Transcribe all of the records word for word, but omit the pictures.

>> Begin

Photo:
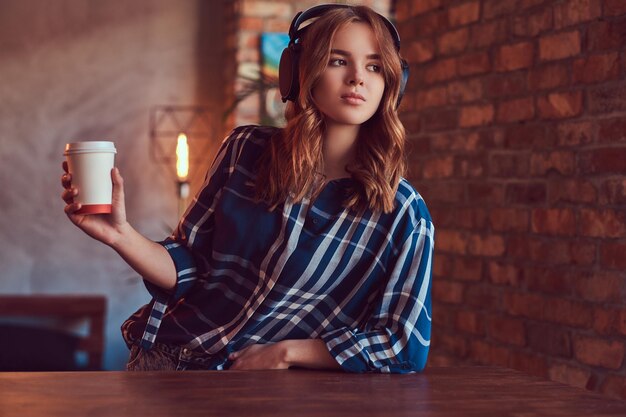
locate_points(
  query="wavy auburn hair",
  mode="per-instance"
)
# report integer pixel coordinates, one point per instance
(290, 164)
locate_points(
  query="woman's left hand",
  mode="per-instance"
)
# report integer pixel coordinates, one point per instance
(266, 356)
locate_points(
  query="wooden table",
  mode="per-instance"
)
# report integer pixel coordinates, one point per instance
(455, 392)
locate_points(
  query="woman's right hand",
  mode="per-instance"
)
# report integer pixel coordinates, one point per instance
(106, 228)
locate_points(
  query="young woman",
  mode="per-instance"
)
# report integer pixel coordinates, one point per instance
(305, 247)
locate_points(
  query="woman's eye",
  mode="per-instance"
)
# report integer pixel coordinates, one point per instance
(337, 62)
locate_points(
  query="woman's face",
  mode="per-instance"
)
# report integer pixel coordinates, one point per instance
(350, 89)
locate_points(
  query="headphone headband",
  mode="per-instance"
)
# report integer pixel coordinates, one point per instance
(289, 61)
(295, 32)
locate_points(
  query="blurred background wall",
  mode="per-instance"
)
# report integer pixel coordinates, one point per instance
(93, 70)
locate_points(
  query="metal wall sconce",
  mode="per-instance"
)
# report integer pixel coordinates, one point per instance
(180, 138)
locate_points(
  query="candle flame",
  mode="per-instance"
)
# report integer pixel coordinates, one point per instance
(182, 157)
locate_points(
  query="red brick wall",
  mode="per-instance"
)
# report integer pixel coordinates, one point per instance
(516, 113)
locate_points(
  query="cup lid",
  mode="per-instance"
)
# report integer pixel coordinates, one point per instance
(90, 146)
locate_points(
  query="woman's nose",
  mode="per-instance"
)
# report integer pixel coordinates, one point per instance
(355, 78)
(356, 81)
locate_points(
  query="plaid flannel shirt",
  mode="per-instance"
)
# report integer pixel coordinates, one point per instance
(361, 282)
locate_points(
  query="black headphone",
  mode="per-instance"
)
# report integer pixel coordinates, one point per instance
(288, 70)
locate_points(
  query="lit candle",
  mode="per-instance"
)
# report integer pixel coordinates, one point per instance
(182, 157)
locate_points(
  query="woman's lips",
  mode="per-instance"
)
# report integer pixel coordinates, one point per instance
(353, 98)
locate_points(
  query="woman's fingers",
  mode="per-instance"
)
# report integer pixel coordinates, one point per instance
(66, 180)
(68, 195)
(72, 208)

>> End

▸ EXERCISE RESPONSE:
Photo:
locate_points(
  query="wavy auburn hair",
  mode="per-instance"
)
# report integer pixel coordinates, one point per instance
(290, 164)
locate_points(
  query="woman's left hand",
  mode="per-instance"
)
# report integer pixel coordinates, one point per instance
(266, 356)
locate_points(
  query="wooden table",
  mode="per-instance"
)
# report integer pixel coordinates, one point per instance
(455, 392)
locate_points(
  query="woman's right hand",
  mode="per-instance"
)
# report integer pixel coordinates, one point per instance
(106, 228)
locate_points(
  query="young woman",
  mode="per-instance"
)
# report integer pixel coordinates, one point per instance
(305, 247)
locate_points(
  query="woman's eye",
  mode="per-instance"
)
# report integer pixel coordinates, one point per instance
(337, 62)
locate_points(
  query="woman's face",
  mode="per-instance"
)
# report integer pixel coordinates, one point per instance
(350, 89)
locate_points(
  query="headphone headband",
  mode="per-instance"
)
# report integer pixel coordinates, one point per instance
(289, 61)
(295, 32)
locate_points(
  query="blurred background wall",
  mode="per-instance"
)
# report integer pixel coordinates, one point per instance
(93, 70)
locate_points(
  query="metal wall sconce",
  mode="per-instance"
)
# report integer pixel coordinates, one point per instance
(180, 138)
locate_points(
  query="candle flame",
  mode="per-instance"
)
# report integer pixel coordinates, one point per instance
(182, 157)
locate_points(
  query="red brick wall",
  mode="per-instance"
)
# report integer pixel coordinates, one point per instance
(516, 113)
locate_points(
  query="cup lid",
  mode="per-instance"
)
# report integer pixel coordinates, one point per instance
(90, 146)
locate_points(
  query="woman's nose",
  mode="per-instance"
)
# report integer pixel coordinates, one point per instance
(355, 78)
(356, 81)
locate_points(
  query="plaid flannel shirt",
  mode="per-instance"
)
# report integer pixel coordinates, one point per instance
(361, 282)
locate_points(
  query="black headphone",
  mode="per-instance"
)
# report integer pixel coordinates, one point per instance
(288, 70)
locate_points(
  query="lit candle",
  mode="per-instance"
)
# report integer pixel coordinates, one point per instance
(182, 157)
locate_points(
  query="woman's lips",
  mode="per-instance"
)
# report integer pixel coordinates, one point per instance
(353, 98)
locate_points(
  query="woman's fingers",
  mode="per-instance"
)
# report integer pixel coordinates, one point per instance
(66, 180)
(68, 195)
(72, 208)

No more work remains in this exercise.